Task inputs
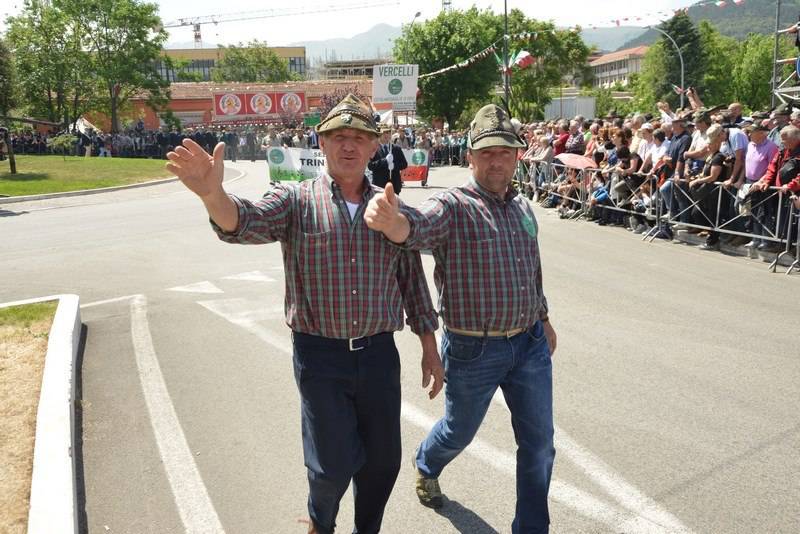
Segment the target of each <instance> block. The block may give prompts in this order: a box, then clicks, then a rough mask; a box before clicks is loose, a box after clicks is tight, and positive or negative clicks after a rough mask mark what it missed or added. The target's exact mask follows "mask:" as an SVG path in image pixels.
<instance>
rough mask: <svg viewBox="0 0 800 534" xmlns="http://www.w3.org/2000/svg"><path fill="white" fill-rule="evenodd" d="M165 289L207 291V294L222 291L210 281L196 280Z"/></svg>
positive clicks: (197, 291)
mask: <svg viewBox="0 0 800 534" xmlns="http://www.w3.org/2000/svg"><path fill="white" fill-rule="evenodd" d="M167 291H182V292H184V293H208V294H217V293H224V291H222V290H221V289H220V288H218V287H217V286H215V285H214V284H212V283H211V282H197V283H196V284H189V285H185V286H175V287H171V288H169V289H167Z"/></svg>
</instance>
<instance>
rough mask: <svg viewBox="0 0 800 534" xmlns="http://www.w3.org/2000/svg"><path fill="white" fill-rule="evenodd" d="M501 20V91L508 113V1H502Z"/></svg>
mask: <svg viewBox="0 0 800 534" xmlns="http://www.w3.org/2000/svg"><path fill="white" fill-rule="evenodd" d="M503 20H504V30H503V91H504V93H505V96H506V105H507V106H508V108H509V109H508V111H509V112H510V111H511V102H510V101H509V99H508V93H509V92H510V89H511V88H510V87H509V85H510V83H511V80H509V78H510V75H509V71H508V0H503Z"/></svg>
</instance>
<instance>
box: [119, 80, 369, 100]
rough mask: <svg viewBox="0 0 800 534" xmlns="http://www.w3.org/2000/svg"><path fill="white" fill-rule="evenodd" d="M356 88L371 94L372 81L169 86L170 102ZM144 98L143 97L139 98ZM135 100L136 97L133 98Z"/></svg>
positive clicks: (196, 83) (230, 83) (228, 82)
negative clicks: (169, 93)
mask: <svg viewBox="0 0 800 534" xmlns="http://www.w3.org/2000/svg"><path fill="white" fill-rule="evenodd" d="M353 86H356V87H357V88H358V90H359V91H360V92H361V93H362V94H367V95H371V94H372V80H314V81H299V82H285V83H241V82H224V83H217V82H176V83H172V84H170V94H171V96H172V100H197V99H205V98H208V99H210V98H211V96H212V95H213V94H214V93H222V92H255V91H264V92H282V91H300V92H305V94H306V98H314V97H320V96H323V95H325V94H328V93H331V92H333V91H335V90H336V89H341V88H347V87H353ZM140 98H144V96H140ZM134 99H136V97H134Z"/></svg>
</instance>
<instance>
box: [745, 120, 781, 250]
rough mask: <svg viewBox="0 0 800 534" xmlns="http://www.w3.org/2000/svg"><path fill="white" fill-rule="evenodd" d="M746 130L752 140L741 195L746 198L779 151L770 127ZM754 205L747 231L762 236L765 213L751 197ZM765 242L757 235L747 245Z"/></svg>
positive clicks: (747, 156)
mask: <svg viewBox="0 0 800 534" xmlns="http://www.w3.org/2000/svg"><path fill="white" fill-rule="evenodd" d="M745 130H746V132H747V134H748V136H749V137H750V142H749V144H748V145H747V155H746V156H745V182H744V185H743V186H742V188H743V190H744V193H745V194H744V195H741V196H742V197H745V198H746V197H747V196H749V193H750V191H754V192H755V190H753V189H752V187H753V184H755V183H756V182H758V181H759V180H760V179H761V177H763V176H764V174H766V172H767V168H768V167H769V164H770V162H772V160H773V159H774V157H775V155H776V154H777V153H778V146H777V145H776V144H775V143H773V142H772V141H770V139H769V138H768V137H767V134H768V133H769V128H768V127H767V126H762V125H760V124H754V125H751V126H748V127H747V128H745ZM752 205H755V206H756V209H755V210H751V212H750V217H748V219H747V221H746V223H745V231H746V232H748V233H750V234H753V235H755V236H762V235H764V227H763V225H762V224H761V223H762V216H763V213H762V212H761V210H759V208H760V206H758V205H757V203H756V202H753V199H752V198H751V206H752ZM756 212H759V213H758V214H757V213H756ZM763 243H764V241H762V240H761V239H760V237H755V238H754V239H753V240H752V241H750V242H749V243H747V244H746V245H745V246H746V247H748V248H758V247H759V246H761V245H762V244H763Z"/></svg>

Task statement
Return every line above exactly, omitting images.

Worked solution
Segment the target of each <instance> block. The block may give prompts in this order: a box, then clicks, then a rough mask; a box before clicks is loose, a box after clicks is tight, and positive or negative clicks after a rough mask mark what it missed or added. The target's exact mask follows "mask:" as an SVG path in image pixels.
<instance>
rough mask: <svg viewBox="0 0 800 534" xmlns="http://www.w3.org/2000/svg"><path fill="white" fill-rule="evenodd" d="M165 289L207 291V294L222 291L210 281L196 280Z"/></svg>
positive clicks: (197, 291)
mask: <svg viewBox="0 0 800 534" xmlns="http://www.w3.org/2000/svg"><path fill="white" fill-rule="evenodd" d="M167 291H182V292H184V293H208V294H217V293H224V291H222V290H221V289H220V288H218V287H217V286H215V285H214V284H212V283H211V282H197V283H196V284H189V285H185V286H175V287H171V288H169V289H167Z"/></svg>
</instance>
<instance>
rough mask: <svg viewBox="0 0 800 534" xmlns="http://www.w3.org/2000/svg"><path fill="white" fill-rule="evenodd" d="M501 20V91L508 113V1H502Z"/></svg>
mask: <svg viewBox="0 0 800 534" xmlns="http://www.w3.org/2000/svg"><path fill="white" fill-rule="evenodd" d="M503 20H504V30H503V91H504V93H505V96H506V105H507V106H508V108H509V109H508V111H509V112H510V111H511V102H510V101H509V99H508V93H509V92H510V89H511V88H510V87H509V85H510V83H511V80H509V78H510V75H509V71H508V0H503Z"/></svg>
</instance>
<instance>
box: [119, 80, 369, 100]
rough mask: <svg viewBox="0 0 800 534" xmlns="http://www.w3.org/2000/svg"><path fill="white" fill-rule="evenodd" d="M356 88L371 94L372 81L169 86L170 102ZM144 98L143 97L139 98ZM135 100L136 97L133 98Z"/></svg>
positive clicks: (196, 83) (230, 83) (228, 82)
negative clicks: (169, 93)
mask: <svg viewBox="0 0 800 534" xmlns="http://www.w3.org/2000/svg"><path fill="white" fill-rule="evenodd" d="M353 86H356V87H357V88H358V90H359V91H360V92H361V93H362V94H367V95H371V94H372V80H314V81H299V82H285V83H241V82H224V83H217V82H176V83H172V84H170V94H171V96H172V100H197V99H205V98H208V99H210V98H211V96H212V95H213V94H214V93H222V92H255V91H264V92H282V91H300V92H305V94H306V98H314V97H320V96H323V95H325V94H328V93H331V92H333V91H335V90H336V89H341V88H347V87H353ZM140 98H144V96H140ZM134 99H136V97H134Z"/></svg>
</instance>
<instance>
box: [745, 120, 781, 250]
rough mask: <svg viewBox="0 0 800 534" xmlns="http://www.w3.org/2000/svg"><path fill="white" fill-rule="evenodd" d="M746 130L752 140L741 195L746 198L779 151L770 127ZM754 205L747 231L762 236L765 213L751 197ZM765 242L757 235L747 245Z"/></svg>
positive clicks: (747, 156)
mask: <svg viewBox="0 0 800 534" xmlns="http://www.w3.org/2000/svg"><path fill="white" fill-rule="evenodd" d="M745 130H746V132H747V134H748V136H749V137H750V142H749V144H748V145H747V155H746V156H745V182H744V185H743V186H742V188H743V190H744V193H745V194H744V195H741V196H742V197H745V198H746V197H747V196H749V193H750V191H754V192H755V190H753V189H752V187H753V184H755V183H756V182H758V181H759V180H760V179H761V177H763V176H764V174H766V172H767V168H768V167H769V164H770V162H772V160H773V159H774V157H775V155H776V154H777V153H778V146H777V145H776V144H775V143H773V142H772V141H770V139H769V138H768V137H767V134H768V133H769V128H768V127H767V126H762V125H760V124H754V125H751V126H748V127H747V128H745ZM752 205H755V206H756V209H755V210H751V212H750V217H748V219H747V221H746V223H745V231H746V232H748V233H750V234H753V235H755V236H762V235H764V227H763V225H762V224H761V223H762V216H763V213H762V212H761V210H759V208H760V206H758V205H757V203H756V202H753V199H752V198H751V206H752ZM756 212H759V213H758V214H757V213H756ZM763 243H764V241H762V240H761V239H760V237H755V238H754V239H753V240H752V241H750V242H749V243H747V244H746V245H745V246H746V247H748V248H758V247H759V246H761V245H762V244H763Z"/></svg>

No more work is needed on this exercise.